▸ Set of tasks
(a) In the text on the equidistant conic projection, starting at "## SUMMARY #" and ending at "at right angles.", write the passage out again and substitute "90 degrees" for "right angles".
(b) According to the text on the equidistant conic projection, what did Joseph Nicolas De l'Isle use the projection for in 1745?
═══ Passage to read
# EQUIDISTANT CONIC PROJECTION #

## SUMMARY #

- Conic.
- Equidistant.
- Parallels, including poles, are arcs of concentric circles, equally spaced for the sphere, at true spacing for the ellipsoid.
- Meridians are equally spaced radii of the same circles, thereby cutting parallels at right angles.
- Scale is true along all meridians and along one or two standard parallels.
- Used for maps of small countries and regions and of larger areas with predominant east-west expanse.
- Rudimentary form developed by Claudius Ptolemy about A.D. 150

## HISTORY #

The simplest kind of conic projection is the Equidistant Conic, often called Simple Conic, or just Conic projection. It is the projection most likely to be found in atlases for maps of small countries, with its equally spaced straight meridians and equally spaced circular parallels. A rudimentary version was described by the astronomer and geographer Claudius Ptolemy about A.D. 150. Probably born in Greece about A.D. 90, he spent most of his life in or near Alexandria, Egypt, and died about A.D. 168. His greatest works were the Almagest, describing his scientific theories, and the Geographia, which dwelt on mapmaking. These were revived in the 15th century as the most authoritative existing standards.

In developing this projection, Ptolemy did not discuss cones, and a cone would not properly fit his specifications, but he said (Geographia, Book 1, ch. 20):

When we cast a glance upon the middle of the northern quarter of the globe in which the greatest part of the oikumene [or ecumene, or inhabited world] lies, then the meridians give the impression of being straight lines if we turn the globe thus that the meridians successively come out of their sideward situation right before the spectator, so that the eye comes in their plane. The parallels give clearly the impression of arcs of circles which turn their convex side to the south (Keuning, 1955, p. 9).

Ptolemy’s conic projection extends from latitudes approximating 63°N. to 16°S. Although meridians north of the Equator fan out as straight radii from the center of the circular parallels, they break at the Equator to connect with straight lines to points along the southernmost parallel which are the same distance apart as corresponding points at 16°N.

Johannes Ruysch (?-1533) modified this approach to continue meridians as straight radii below the Equator in a world map of 1508, and Gerardus Mercator made other modifications in the mid-16th century. The Equidistant Conic with two standard parallels is credited to Joseph Nicolas De l’Isle (1688- 1768), of an illustrious French mapmaking family. He used it for a map of Russia in 1745. There were differences in his approach, however, which resulted in meridians which are not radii of the circular arcs representing the circles.

Several Scot (Murdoch), Swiss (Euler), English (Everett), and Russian (Vitkovskiy, Kavrayskiy, and others) mathematicians published papers between 1758 and 1934 describing means of selecting the two standard parallels so that distortion is minimized using various criteria. Each of them used the same basic conic projection with concentric circular parallels and straight meridians for radii (Snyder, 1978a). The name of one of them, V. V. Kavrayskiy (or Kavraisky), has been mistakenly applied in some U.S. literature to the basic projection, but his contribution did not occur until 1934.
══════
═══ Data
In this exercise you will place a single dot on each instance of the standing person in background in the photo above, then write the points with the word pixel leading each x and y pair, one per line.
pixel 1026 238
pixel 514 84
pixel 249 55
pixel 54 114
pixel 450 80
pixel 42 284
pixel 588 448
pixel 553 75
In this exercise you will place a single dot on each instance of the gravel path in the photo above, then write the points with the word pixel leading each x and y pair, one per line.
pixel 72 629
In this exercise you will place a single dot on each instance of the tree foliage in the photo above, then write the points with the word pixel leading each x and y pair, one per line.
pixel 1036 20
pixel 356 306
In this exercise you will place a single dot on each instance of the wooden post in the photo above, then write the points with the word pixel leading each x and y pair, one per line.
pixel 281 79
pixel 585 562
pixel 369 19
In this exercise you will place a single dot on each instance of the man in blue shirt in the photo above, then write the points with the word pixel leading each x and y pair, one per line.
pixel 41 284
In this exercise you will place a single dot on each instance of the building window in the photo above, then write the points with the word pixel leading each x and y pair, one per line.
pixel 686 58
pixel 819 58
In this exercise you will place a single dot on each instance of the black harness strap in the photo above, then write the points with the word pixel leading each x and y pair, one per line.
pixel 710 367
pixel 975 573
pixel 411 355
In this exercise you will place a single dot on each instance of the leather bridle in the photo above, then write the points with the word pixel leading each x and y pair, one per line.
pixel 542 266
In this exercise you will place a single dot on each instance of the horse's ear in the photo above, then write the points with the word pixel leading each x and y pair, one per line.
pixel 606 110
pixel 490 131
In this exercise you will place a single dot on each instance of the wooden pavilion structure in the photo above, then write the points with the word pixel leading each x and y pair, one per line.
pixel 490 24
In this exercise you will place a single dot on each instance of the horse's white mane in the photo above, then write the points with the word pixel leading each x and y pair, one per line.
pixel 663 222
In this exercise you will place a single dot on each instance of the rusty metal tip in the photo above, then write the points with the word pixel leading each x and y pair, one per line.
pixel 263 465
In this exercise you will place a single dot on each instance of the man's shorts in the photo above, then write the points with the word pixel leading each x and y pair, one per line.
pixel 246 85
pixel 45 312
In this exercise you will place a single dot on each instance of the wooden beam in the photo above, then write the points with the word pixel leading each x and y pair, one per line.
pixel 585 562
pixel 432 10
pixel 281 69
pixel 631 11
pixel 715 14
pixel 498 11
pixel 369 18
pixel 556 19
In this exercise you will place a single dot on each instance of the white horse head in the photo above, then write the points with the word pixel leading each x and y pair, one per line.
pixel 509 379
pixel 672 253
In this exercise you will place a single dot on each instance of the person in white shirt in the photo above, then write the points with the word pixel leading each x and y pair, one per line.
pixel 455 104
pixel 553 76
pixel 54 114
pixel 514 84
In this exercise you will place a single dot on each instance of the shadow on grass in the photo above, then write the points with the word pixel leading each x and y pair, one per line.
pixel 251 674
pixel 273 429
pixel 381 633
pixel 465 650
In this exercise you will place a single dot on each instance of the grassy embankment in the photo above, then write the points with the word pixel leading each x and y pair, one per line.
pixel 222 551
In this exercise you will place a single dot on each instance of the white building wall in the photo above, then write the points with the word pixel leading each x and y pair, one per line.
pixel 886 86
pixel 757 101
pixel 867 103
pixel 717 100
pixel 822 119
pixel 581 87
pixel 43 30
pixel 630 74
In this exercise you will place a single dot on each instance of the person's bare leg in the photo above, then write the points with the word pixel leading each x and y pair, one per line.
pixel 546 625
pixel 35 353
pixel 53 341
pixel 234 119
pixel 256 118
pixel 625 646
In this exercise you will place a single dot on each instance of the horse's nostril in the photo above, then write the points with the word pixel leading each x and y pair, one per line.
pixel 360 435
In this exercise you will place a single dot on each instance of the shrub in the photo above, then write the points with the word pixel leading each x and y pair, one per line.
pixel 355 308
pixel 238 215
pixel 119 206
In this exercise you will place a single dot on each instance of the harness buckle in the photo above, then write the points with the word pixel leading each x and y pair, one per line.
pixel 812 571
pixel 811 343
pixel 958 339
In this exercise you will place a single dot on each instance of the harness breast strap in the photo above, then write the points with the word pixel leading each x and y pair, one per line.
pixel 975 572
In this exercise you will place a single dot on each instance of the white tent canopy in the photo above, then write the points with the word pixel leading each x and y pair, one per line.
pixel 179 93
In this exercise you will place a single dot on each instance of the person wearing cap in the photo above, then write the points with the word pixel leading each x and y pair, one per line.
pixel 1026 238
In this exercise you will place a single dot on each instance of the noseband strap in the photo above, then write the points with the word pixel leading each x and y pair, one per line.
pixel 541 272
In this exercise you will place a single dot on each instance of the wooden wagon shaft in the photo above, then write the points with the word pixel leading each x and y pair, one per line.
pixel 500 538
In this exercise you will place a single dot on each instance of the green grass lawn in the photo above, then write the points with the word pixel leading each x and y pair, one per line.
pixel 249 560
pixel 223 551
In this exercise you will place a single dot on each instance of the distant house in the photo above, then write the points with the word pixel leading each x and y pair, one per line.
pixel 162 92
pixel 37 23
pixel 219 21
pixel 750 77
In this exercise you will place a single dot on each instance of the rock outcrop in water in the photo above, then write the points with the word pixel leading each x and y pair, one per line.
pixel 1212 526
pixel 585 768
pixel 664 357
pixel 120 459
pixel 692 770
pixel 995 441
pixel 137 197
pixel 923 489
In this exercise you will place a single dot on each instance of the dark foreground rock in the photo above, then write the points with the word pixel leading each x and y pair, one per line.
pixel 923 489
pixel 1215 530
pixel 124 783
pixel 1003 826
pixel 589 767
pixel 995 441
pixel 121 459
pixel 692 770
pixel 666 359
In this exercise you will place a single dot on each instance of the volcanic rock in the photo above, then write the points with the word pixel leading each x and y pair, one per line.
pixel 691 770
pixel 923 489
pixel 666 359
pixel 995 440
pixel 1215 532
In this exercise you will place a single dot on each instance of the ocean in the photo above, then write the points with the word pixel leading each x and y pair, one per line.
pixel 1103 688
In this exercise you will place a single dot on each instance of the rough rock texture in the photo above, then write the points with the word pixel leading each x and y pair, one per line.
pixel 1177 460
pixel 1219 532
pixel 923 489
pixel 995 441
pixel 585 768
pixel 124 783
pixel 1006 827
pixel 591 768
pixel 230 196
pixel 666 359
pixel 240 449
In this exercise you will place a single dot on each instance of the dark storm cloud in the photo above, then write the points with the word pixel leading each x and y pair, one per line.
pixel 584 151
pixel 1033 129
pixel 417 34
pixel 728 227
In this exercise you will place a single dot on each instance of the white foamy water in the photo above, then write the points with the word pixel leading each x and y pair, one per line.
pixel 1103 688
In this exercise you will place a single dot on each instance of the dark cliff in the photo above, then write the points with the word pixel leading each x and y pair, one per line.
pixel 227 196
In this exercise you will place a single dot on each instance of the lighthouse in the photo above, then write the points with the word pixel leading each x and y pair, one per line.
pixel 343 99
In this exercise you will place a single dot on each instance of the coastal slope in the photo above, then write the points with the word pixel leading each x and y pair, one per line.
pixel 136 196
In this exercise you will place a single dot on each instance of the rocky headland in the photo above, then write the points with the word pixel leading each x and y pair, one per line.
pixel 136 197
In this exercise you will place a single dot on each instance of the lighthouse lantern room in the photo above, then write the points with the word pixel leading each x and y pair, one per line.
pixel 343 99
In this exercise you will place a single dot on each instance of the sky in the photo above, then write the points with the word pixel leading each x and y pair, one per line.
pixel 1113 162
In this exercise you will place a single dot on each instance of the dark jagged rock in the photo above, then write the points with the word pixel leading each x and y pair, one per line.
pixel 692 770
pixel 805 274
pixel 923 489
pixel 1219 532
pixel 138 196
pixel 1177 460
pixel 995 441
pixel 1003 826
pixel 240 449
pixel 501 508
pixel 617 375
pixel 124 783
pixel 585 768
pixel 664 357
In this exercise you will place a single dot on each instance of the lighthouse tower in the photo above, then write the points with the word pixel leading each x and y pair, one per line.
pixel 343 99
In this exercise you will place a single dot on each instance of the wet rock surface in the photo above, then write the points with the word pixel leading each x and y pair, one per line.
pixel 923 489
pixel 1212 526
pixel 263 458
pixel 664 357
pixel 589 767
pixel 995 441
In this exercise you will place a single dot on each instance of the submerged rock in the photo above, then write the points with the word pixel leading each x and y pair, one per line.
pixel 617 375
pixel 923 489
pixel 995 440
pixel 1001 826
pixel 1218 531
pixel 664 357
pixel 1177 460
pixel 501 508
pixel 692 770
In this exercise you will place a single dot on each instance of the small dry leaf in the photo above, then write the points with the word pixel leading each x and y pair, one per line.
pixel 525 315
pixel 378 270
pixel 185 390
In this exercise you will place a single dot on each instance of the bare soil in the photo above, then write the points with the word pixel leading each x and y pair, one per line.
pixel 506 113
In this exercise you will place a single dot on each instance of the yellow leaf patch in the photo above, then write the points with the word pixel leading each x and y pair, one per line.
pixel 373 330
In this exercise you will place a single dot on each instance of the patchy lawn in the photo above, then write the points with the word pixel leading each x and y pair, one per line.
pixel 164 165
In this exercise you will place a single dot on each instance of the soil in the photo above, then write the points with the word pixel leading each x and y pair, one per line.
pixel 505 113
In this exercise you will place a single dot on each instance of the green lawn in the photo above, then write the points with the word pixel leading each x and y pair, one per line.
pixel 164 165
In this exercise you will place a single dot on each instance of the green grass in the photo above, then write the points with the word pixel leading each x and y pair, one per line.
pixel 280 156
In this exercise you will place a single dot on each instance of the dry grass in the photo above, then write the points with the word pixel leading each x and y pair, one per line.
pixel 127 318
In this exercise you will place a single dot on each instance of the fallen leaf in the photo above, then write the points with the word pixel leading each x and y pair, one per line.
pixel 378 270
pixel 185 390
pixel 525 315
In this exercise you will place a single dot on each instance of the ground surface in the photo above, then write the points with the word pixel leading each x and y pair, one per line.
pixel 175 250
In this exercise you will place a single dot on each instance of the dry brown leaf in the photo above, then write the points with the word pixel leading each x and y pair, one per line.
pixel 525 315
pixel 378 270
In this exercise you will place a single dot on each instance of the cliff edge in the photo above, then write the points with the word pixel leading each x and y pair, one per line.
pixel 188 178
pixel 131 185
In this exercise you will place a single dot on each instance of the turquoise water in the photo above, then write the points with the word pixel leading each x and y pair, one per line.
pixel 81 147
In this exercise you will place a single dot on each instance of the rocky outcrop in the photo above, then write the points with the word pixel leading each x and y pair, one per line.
══════
▸ The results
(a)
## SUMMARY #

- Conic.
- Equidistant.
- Parallels, including poles, are arcs of concentric circles, equally spaced for the sphere, at true spacing for the ellipsoid.
- Meridians are equally spaced radii of the same circles, thereby cutting parallels at 90 degrees.

(b) A map of Russia.